■ **Texto exibido**
------------------------------------------------

Na opinião do diretor do Instituto Nacional de Pesquisas da Amazônia, Brasil não explora seu potencial em biodiversidade, e se concentra em produtos convencionais
No IHU
Vislumbrando o aumento do consumo de alimentos nos próximos vinte
anos, a expansão agrícola deve considerar as áreas degradadas e investir
em produtos diversificados, oriundos das florestas e biomas do país.
“Só no território amazônico, existe entre 12% e 17% de áreas degradadas,
que poderiam ser utilizadas para produção agrícola”, aponta o diretor
do Instituto Nacional de Pesquisas da Amazônia – INPA, Adalberto Val.
Em sua avaliação, a agricultura brasileira ainda está “concentrada em
produtos que são extremamente convencionais”, e o país “não está
avançando diante da enorme biodiversidade que tem”.

------------------------------------------------

■ **Itens armazenados**
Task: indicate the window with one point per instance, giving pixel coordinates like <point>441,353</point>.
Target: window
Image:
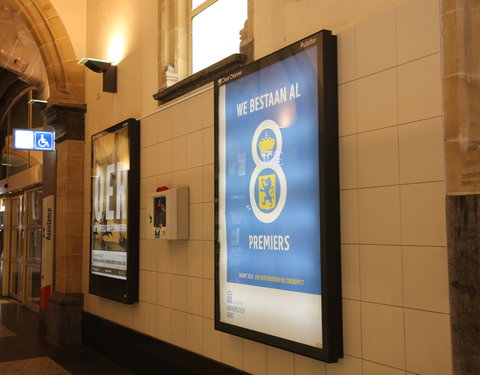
<point>215,30</point>
<point>194,34</point>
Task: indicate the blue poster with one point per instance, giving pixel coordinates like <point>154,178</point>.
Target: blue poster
<point>272,213</point>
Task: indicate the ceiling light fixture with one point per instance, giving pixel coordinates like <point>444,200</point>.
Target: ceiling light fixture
<point>107,68</point>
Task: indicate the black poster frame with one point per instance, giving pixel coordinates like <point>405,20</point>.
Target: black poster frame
<point>124,291</point>
<point>332,332</point>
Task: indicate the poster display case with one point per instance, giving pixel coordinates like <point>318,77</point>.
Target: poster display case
<point>277,274</point>
<point>114,234</point>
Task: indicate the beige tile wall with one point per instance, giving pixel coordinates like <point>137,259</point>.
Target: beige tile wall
<point>394,260</point>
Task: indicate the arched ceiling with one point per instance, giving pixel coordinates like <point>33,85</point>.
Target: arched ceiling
<point>19,53</point>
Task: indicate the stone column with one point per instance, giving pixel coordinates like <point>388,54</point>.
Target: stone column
<point>173,55</point>
<point>461,87</point>
<point>65,306</point>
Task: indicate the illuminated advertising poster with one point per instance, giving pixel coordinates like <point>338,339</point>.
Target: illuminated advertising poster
<point>111,220</point>
<point>277,191</point>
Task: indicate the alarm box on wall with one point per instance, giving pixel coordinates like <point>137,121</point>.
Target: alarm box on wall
<point>167,214</point>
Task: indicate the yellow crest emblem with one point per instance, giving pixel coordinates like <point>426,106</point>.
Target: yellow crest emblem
<point>267,198</point>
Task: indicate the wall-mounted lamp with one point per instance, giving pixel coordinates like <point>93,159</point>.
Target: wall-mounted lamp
<point>39,104</point>
<point>101,66</point>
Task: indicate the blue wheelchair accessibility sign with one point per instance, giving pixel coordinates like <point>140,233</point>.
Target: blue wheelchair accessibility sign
<point>44,141</point>
<point>39,140</point>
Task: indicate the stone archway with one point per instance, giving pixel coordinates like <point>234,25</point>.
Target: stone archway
<point>66,79</point>
<point>64,179</point>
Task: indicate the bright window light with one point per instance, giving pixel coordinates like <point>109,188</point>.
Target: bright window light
<point>196,3</point>
<point>216,32</point>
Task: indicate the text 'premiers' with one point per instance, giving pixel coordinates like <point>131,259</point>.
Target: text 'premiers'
<point>269,242</point>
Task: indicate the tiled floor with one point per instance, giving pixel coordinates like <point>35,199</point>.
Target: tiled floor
<point>21,338</point>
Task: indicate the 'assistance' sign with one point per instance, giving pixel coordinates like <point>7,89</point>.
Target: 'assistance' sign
<point>33,140</point>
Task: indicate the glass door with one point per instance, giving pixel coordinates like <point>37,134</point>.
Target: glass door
<point>34,248</point>
<point>26,248</point>
<point>17,249</point>
<point>2,245</point>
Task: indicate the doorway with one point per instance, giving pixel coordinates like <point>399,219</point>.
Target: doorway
<point>26,247</point>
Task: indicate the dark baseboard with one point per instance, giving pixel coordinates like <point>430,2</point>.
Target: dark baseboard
<point>143,354</point>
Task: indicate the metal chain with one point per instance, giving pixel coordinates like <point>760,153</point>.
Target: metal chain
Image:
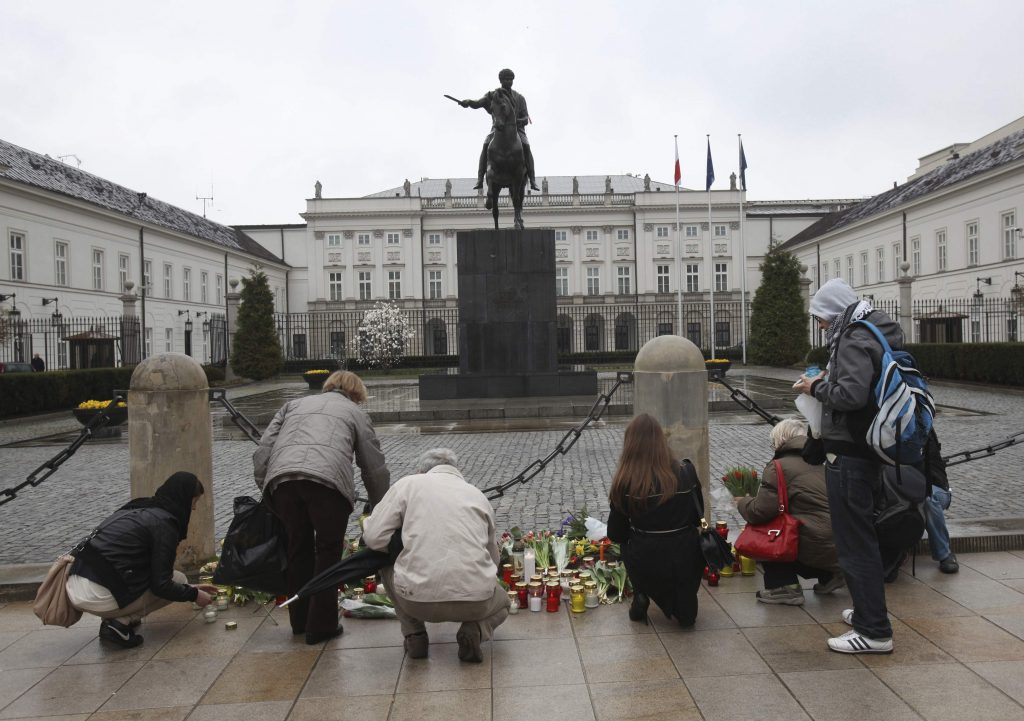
<point>572,435</point>
<point>50,466</point>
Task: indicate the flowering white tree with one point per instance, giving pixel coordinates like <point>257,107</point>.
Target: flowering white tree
<point>382,336</point>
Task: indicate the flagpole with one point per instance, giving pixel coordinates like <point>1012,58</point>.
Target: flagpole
<point>679,248</point>
<point>711,249</point>
<point>742,249</point>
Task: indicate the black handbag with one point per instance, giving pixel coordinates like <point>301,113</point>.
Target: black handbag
<point>716,550</point>
<point>255,551</point>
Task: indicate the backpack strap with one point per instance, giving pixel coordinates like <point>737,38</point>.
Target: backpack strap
<point>783,494</point>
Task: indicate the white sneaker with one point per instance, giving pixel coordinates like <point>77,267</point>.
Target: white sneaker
<point>853,642</point>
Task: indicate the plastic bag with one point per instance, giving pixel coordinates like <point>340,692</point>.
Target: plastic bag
<point>810,408</point>
<point>255,551</point>
<point>595,528</point>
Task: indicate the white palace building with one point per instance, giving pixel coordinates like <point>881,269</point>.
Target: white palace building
<point>81,247</point>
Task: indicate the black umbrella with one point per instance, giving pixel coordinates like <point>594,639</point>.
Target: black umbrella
<point>351,567</point>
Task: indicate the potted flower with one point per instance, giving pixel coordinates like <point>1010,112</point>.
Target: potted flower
<point>717,368</point>
<point>315,378</point>
<point>87,410</point>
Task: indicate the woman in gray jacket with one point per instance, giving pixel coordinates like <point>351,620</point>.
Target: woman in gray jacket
<point>304,464</point>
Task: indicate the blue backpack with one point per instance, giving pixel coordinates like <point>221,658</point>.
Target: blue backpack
<point>899,430</point>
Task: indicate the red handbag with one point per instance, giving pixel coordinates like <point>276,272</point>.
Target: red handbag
<point>778,540</point>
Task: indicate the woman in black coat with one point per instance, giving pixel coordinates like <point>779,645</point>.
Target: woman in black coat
<point>126,569</point>
<point>654,519</point>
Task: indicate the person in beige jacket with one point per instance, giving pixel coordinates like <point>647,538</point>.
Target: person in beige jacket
<point>448,569</point>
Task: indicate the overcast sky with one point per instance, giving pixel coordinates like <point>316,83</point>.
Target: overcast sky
<point>258,99</point>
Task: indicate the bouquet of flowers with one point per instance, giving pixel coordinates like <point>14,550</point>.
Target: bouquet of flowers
<point>741,480</point>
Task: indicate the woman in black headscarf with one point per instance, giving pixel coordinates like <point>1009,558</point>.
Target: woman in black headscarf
<point>125,569</point>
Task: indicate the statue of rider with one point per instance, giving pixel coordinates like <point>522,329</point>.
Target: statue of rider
<point>522,119</point>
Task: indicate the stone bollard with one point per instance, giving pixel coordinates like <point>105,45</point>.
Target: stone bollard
<point>169,430</point>
<point>670,382</point>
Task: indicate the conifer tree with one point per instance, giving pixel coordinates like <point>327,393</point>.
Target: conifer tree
<point>778,323</point>
<point>257,351</point>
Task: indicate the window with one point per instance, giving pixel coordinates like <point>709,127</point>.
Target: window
<point>123,261</point>
<point>561,281</point>
<point>721,277</point>
<point>625,274</point>
<point>60,263</point>
<point>692,278</point>
<point>334,286</point>
<point>16,256</point>
<point>662,271</point>
<point>97,269</point>
<point>1009,236</point>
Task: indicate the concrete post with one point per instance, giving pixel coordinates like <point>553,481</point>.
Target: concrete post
<point>671,383</point>
<point>905,302</point>
<point>233,298</point>
<point>170,430</point>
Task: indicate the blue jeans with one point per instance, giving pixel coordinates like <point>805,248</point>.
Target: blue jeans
<point>853,484</point>
<point>935,521</point>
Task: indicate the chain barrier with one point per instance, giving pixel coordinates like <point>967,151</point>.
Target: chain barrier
<point>572,435</point>
<point>49,467</point>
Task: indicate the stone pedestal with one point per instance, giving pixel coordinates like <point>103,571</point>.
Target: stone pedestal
<point>169,430</point>
<point>507,316</point>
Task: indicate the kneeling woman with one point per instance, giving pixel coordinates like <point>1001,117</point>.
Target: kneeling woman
<point>654,518</point>
<point>126,569</point>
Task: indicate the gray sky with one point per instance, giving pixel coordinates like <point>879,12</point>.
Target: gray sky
<point>259,98</point>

------------------------------------------------

■ **Objetivo da tarefa**
Indique se cada afirmação abaixo está de acordo com o texto sobre agricultura e biodiversidade, respondendo sim ou não e citando literalmente as palavras do texto que decidem a resposta: (a) Segundo o diretor, entre 12% e 17% do território amazônico são áreas degradadas. (b) O texto defende que a expansão agrícola invista em produtos convencionais. (c) O diretor citado no texto é Adalberto Val, do INPA.

■ **Resposta da tarefa**
(a) Sim: “Só no território amazônico, existe entre 12% e 17% de áreas degradadas”.
(b) Não: “investir em produtos diversificados, oriundos das florestas e biomas do país”.
(c) Sim: “o diretor do Instituto Nacional de Pesquisas da Amazônia – INPA, Adalberto Val”.